> DATA FOR THIS TASK
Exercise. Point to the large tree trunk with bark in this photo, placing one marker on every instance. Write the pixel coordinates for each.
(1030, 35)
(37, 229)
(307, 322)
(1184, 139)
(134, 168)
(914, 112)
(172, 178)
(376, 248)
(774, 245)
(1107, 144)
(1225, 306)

* * *

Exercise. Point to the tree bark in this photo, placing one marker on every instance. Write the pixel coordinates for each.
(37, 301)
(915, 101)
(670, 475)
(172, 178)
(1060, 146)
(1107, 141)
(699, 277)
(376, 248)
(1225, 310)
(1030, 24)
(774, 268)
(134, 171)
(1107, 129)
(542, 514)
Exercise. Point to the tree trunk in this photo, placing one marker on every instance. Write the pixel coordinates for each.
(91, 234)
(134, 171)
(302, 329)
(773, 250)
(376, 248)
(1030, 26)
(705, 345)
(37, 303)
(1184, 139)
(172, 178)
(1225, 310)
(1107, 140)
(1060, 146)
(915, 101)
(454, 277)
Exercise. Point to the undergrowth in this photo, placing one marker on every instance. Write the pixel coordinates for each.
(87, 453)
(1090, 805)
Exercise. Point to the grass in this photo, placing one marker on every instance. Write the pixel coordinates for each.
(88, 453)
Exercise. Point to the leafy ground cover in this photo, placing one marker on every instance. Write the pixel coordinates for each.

==

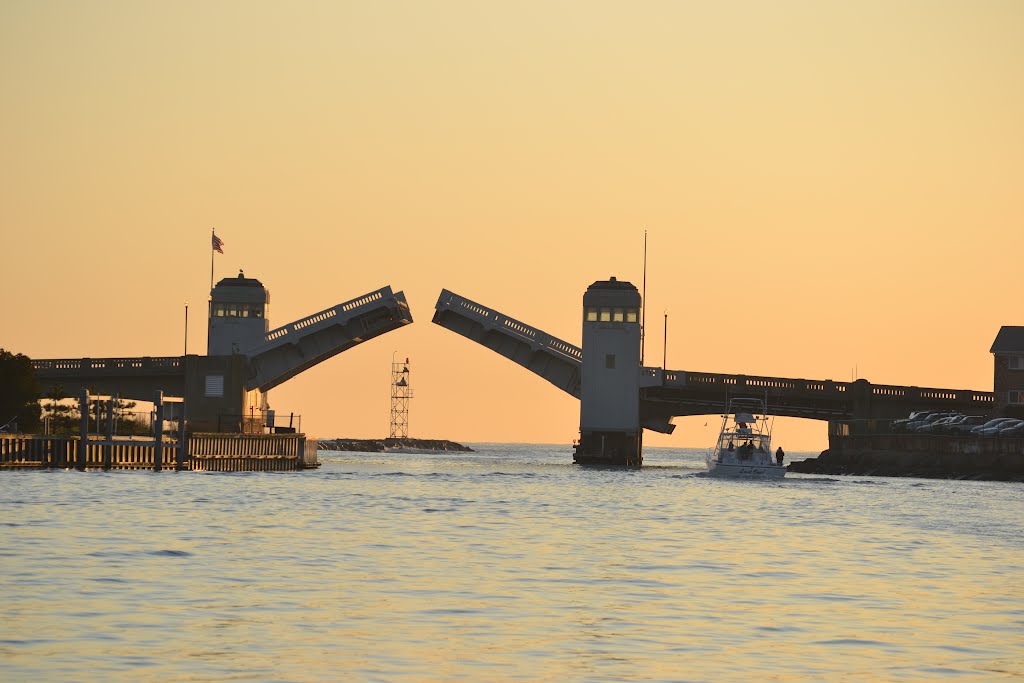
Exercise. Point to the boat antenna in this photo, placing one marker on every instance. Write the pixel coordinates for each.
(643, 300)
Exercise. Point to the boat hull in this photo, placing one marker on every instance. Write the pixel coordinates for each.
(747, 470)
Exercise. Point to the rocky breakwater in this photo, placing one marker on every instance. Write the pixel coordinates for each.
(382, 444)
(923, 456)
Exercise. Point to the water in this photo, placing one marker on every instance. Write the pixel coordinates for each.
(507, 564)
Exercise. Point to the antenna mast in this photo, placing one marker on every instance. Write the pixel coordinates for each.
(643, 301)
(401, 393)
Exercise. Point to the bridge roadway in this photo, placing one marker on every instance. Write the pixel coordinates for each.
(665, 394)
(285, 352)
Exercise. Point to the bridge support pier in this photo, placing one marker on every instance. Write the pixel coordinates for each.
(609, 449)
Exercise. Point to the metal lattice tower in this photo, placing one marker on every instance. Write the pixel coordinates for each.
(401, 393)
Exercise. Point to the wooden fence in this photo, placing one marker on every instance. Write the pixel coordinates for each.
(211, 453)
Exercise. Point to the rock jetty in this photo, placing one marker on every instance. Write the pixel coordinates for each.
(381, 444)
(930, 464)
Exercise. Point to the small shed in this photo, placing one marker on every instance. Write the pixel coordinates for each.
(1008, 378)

> TASK ITEM
Among the lines above, repeat exactly those from the line with "Exercise. Point to the undergrowth" to the line with "Exercise. Point to the leafy", counting both ends.

> RESULT
Exercise. Point to the undergrowth in this photo, placing one marker on every instance. Write the pixel coordinates for each.
(87, 453)
(1090, 805)
Exercise. Point to the grass in this photo, placing one marker on every instance. Write the pixel coordinates for each.
(88, 453)
Exercise. Point to the leafy ground cover in this photo, placing one marker on every instance. Write the pixel coordinates for each.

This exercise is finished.